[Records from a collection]
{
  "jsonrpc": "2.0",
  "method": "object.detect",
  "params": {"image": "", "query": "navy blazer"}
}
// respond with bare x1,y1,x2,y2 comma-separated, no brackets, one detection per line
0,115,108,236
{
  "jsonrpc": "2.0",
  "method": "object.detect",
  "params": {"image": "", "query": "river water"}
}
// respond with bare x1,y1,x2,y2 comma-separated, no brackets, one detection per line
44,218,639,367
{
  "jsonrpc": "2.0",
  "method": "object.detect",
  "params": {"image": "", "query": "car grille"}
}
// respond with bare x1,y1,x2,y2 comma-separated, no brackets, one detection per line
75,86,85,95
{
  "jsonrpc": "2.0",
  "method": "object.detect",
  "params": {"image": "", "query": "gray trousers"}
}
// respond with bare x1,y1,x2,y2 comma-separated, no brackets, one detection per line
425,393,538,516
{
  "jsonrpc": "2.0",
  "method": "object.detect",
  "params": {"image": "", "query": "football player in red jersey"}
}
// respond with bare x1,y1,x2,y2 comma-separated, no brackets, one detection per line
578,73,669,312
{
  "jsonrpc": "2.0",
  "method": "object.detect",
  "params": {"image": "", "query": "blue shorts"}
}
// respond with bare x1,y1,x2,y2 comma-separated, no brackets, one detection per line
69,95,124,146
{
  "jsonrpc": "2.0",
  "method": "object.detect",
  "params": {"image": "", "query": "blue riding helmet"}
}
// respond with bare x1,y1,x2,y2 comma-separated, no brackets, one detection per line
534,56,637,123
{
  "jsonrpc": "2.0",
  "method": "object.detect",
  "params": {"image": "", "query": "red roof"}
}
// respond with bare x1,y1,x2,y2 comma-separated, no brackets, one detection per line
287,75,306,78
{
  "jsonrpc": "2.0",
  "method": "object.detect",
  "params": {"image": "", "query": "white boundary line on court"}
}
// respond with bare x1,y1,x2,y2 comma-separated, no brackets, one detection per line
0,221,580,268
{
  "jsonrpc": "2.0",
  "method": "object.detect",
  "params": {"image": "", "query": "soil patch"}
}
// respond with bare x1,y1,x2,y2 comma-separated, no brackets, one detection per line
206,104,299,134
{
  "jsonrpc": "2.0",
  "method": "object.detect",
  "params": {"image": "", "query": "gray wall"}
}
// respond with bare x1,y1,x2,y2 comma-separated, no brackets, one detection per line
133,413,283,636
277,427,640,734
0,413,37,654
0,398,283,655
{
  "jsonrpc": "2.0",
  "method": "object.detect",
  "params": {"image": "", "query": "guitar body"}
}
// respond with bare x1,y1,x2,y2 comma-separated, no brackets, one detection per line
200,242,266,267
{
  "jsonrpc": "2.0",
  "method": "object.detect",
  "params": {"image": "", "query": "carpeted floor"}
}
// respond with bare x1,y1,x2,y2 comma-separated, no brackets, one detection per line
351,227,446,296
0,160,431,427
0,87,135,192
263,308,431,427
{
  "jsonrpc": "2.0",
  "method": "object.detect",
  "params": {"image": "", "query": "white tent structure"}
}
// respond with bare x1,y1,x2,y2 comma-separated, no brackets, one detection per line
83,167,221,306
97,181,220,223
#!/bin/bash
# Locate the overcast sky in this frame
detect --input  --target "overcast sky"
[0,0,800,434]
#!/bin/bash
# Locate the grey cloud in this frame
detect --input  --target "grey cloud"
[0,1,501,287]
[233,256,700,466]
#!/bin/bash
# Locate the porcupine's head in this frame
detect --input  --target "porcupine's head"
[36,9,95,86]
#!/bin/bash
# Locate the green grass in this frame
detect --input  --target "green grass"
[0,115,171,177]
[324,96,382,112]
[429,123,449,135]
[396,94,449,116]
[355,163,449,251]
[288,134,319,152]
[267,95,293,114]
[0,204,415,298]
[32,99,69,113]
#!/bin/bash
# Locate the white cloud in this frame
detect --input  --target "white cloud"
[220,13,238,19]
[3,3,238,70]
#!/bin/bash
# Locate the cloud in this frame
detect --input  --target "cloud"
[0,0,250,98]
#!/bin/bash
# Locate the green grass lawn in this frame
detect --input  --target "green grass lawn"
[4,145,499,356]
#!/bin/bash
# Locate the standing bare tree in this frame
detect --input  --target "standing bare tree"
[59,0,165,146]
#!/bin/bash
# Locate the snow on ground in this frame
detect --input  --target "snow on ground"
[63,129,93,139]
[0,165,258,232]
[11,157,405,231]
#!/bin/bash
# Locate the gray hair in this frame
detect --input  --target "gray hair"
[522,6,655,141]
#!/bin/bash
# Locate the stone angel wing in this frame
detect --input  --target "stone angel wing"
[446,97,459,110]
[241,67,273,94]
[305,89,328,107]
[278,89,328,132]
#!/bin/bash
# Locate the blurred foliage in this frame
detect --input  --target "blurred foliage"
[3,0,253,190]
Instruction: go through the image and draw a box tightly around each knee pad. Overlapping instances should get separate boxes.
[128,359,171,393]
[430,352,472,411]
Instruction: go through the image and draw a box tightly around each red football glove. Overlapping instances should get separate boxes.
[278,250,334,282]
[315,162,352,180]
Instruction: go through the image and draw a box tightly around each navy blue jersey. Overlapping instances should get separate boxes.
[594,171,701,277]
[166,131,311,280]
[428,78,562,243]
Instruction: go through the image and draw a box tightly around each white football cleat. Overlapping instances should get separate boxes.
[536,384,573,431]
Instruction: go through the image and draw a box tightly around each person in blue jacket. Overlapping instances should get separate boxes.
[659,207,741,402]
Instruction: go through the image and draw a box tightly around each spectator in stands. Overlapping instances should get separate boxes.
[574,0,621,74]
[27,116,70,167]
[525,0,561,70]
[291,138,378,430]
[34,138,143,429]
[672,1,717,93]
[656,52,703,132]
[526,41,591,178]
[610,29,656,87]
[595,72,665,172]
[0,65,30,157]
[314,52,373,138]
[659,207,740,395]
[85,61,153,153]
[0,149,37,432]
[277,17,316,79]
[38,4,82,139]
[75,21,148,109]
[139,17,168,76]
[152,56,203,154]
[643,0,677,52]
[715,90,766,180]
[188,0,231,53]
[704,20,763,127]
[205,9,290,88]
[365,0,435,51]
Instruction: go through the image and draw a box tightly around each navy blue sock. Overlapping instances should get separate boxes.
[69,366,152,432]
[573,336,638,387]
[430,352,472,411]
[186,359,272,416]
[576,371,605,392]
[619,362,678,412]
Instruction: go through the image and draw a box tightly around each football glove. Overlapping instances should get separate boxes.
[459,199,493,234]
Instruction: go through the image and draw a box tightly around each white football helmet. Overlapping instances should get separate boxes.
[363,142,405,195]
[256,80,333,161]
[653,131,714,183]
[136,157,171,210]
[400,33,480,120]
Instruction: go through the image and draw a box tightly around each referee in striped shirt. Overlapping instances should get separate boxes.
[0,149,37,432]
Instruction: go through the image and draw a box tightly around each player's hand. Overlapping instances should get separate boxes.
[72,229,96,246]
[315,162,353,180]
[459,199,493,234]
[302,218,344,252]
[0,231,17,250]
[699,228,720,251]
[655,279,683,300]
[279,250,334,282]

* [Request]: Select every line of the material that contains the word "blue", and copy each one. Case counts.

* [Written response]:
  "params": {"image": "", "query": "blue shorts"}
  "params": {"image": "", "query": "blue riding helmet"}
Instruction: go through the image and draw a box tightly around each navy blue jersey. Overlapping instances should get separate boxes.
Instruction: go through the image and draw a box tightly around each person in blue jacket. Overlapping instances should get separate boxes.
Instruction: go through the image and draw a box tightly around each navy blue sock. Overlapping instances should get separate boxes.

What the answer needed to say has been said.